--- Aufgabe ---
Schreibe den Lesetext zur Mammahypertrophie von "Einleitung: Patientinnen mit" bis einschließlich "Sporthochschule Köln unterzogen." erneut ab und tausche dabei "Patientinnen" gegen "Frauen" aus.

Senologie - Zeitschrift für Mammadiagnostik und -therapie 2015; 12 - A60
DOI: 10.1055/s-0035-1550500

Biomechanische Belastungen vor und nach operativer Therapie der Mammahypertrophie

A Heverhagen 1, K Heinrich 2, W Potthast 2, U Wagner 3, L Zwiorek 3
  • 1Frauenklinik Kantonsspital Baden, Baden, Schweiz
  • 2Institut für Biomechanik und Orthopädie der Deutschen Sporthochschule Köln, Köln, Deutschland
  • 3Klinik für Gynäkologie, Gynäkologische Endokrinologie und Onkologie, Marburg, Deutschland

Einleitung: Patientinnen mit Mammahypertrophie leiden unter einer Vielzahl von somatischen Beschwerden. Die kausale Therapie ist die beidseitige Mammareduktionsplastik.

Die Wirksamkeit der operativen Behandlung wird meist anhand von validierten Fragebögen erfasst. Soweit messbare Daten erhoben werden, beschränken sich diese auf statische Befunde ohne Berücksichtigung der Vorgänge am bewegenden Körper.

Eine dynamische Erfassung der tatsächlich wirkenden Kräfte und biomechanischen Belastungen durch die hypertrophe Mamma findet in dieser Studie exemplarisch zum ersten Mal statt.

Material & Methoden: Sieben Mamma-Hypertrophie Patientinnen der Universitäts-Frauenklinik Marburg wurden einer prä- und postoperativen Bewegungsanalyse im Institut für Biomechanik der Sporthochschule Köln unterzogen.

Dabei erfolgten Video-Aufnahmen bei unterschiedlichen Geschwindigkeiten auf dem Laufband. Drei positionierte Kameras erfassten die rechte Brust und rechte Clavicula anhand von retroflektierenden Markern. Das Analyse-Programm Motus® digitalisiert die Marker im dreidimensionalen Raum und berechnet verschiedene dynamische Parameter wie Bewegungsausmaß, Kraft und Drehmoment.

--- Erfasste Daten ---
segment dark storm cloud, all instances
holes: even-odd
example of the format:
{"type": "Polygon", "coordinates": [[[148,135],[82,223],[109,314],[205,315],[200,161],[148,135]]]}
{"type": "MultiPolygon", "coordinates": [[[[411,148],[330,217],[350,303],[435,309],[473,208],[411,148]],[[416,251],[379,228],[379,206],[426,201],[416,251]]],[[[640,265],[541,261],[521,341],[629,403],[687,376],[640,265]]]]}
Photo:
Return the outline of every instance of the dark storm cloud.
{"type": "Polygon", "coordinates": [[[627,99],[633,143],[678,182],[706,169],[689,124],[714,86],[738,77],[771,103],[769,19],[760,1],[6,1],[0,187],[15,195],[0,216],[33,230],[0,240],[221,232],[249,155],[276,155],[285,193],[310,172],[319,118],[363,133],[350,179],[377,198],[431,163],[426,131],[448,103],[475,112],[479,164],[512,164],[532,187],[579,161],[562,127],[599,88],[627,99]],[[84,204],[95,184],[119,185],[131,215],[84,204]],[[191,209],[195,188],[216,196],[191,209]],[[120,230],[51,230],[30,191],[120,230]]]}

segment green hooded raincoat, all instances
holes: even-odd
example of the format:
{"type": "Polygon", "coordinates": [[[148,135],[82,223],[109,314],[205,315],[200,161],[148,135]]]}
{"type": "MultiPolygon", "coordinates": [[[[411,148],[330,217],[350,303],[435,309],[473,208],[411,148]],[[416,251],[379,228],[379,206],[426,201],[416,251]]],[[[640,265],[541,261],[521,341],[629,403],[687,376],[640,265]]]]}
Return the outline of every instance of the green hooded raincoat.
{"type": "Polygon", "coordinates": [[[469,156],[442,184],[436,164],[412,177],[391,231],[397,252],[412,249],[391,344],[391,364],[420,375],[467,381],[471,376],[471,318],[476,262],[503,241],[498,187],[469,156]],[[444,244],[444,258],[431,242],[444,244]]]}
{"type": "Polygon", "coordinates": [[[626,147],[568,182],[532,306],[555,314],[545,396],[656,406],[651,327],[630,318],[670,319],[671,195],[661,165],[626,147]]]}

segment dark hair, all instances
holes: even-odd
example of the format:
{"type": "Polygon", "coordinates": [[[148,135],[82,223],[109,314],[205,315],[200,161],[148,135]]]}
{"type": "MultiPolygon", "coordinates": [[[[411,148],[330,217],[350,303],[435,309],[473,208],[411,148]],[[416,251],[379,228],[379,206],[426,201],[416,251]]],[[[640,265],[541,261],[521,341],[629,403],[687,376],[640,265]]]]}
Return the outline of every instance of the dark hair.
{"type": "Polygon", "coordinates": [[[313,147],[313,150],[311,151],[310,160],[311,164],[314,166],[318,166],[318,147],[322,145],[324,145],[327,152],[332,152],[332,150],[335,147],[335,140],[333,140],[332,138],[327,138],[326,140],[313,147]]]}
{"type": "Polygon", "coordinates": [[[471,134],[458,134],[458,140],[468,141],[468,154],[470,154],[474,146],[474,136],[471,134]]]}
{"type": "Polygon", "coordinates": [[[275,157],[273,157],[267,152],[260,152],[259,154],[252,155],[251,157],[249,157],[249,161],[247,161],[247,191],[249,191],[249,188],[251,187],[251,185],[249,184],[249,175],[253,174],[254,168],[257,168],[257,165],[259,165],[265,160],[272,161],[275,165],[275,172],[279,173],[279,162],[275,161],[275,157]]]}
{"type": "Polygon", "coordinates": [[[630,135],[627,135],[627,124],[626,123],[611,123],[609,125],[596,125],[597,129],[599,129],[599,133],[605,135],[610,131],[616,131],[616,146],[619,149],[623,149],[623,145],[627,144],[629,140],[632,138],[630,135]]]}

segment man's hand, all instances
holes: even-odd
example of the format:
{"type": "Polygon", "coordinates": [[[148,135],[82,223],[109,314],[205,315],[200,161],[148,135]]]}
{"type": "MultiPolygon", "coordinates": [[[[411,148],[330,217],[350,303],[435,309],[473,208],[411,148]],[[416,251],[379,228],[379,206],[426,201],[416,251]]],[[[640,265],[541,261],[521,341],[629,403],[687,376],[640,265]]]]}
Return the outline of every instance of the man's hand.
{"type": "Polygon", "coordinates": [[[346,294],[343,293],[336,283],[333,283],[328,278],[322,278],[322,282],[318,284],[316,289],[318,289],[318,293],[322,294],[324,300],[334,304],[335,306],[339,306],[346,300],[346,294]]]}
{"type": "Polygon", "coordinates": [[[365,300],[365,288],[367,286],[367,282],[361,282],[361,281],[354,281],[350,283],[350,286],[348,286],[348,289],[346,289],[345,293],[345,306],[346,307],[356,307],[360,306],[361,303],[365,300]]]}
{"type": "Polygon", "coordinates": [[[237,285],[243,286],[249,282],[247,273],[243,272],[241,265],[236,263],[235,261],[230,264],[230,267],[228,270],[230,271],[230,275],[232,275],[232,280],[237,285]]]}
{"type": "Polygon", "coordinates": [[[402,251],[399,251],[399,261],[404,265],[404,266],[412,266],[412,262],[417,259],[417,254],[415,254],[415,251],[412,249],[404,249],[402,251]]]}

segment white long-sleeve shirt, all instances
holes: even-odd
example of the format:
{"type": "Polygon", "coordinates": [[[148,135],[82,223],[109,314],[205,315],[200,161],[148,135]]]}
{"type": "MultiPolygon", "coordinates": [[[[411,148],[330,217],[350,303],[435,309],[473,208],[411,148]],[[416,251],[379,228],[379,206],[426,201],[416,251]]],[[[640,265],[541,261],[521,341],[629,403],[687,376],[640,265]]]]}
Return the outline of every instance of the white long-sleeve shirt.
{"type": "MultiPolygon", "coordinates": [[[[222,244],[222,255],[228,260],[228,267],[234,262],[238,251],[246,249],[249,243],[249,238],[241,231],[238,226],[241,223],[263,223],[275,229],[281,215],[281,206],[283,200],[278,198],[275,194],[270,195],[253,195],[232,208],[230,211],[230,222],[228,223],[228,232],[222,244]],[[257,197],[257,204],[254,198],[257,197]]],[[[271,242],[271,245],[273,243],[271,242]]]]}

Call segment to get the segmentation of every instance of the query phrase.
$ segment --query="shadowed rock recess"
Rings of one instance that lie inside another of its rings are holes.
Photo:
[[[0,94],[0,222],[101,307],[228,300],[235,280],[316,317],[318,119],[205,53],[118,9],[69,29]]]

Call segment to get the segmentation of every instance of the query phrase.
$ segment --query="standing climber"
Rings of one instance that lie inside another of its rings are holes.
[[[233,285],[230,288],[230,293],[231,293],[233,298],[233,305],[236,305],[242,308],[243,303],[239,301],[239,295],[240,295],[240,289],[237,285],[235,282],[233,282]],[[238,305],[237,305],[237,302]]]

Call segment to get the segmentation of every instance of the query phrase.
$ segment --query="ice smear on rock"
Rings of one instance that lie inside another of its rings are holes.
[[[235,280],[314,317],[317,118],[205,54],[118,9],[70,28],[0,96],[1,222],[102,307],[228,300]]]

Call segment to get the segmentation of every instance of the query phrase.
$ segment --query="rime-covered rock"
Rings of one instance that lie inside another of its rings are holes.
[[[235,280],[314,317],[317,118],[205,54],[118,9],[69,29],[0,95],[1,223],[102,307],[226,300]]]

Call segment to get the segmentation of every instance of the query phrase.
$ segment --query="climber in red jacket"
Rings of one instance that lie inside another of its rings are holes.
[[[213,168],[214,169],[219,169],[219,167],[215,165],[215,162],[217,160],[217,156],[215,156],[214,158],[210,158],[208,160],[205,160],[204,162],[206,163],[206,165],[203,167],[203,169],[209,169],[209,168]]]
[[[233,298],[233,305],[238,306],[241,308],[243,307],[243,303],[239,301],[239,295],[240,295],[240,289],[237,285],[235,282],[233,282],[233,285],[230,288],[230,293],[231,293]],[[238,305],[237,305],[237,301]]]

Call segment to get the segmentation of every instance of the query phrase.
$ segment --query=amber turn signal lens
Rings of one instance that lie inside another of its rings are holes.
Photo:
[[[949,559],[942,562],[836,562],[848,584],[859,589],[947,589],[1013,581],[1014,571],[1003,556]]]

--- Schriftliche Lösung ---
Einleitung: Frauen mit Mammahypertrophie leiden unter einer Vielzahl von somatischen Beschwerden. Die kausale Therapie ist die beidseitige Mammareduktionsplastik.

Die Wirksamkeit der operativen Behandlung wird meist anhand von validierten Fragebögen erfasst. Soweit messbare Daten erhoben werden, beschränken sich diese auf statische Befunde ohne Berücksichtigung der Vorgänge am bewegenden Körper.

Eine dynamische Erfassung der tatsächlich wirkenden Kräfte und biomechanischen Belastungen durch die hypertrophe Mamma findet in dieser Studie exemplarisch zum ersten Mal statt.

Material & Methoden: Sieben Mamma-Hypertrophie Frauen der Universitäts-Frauenklinik Marburg wurden einer prä- und postoperativen Bewegungsanalyse im Institut für Biomechanik der Sporthochschule Köln unterzogen.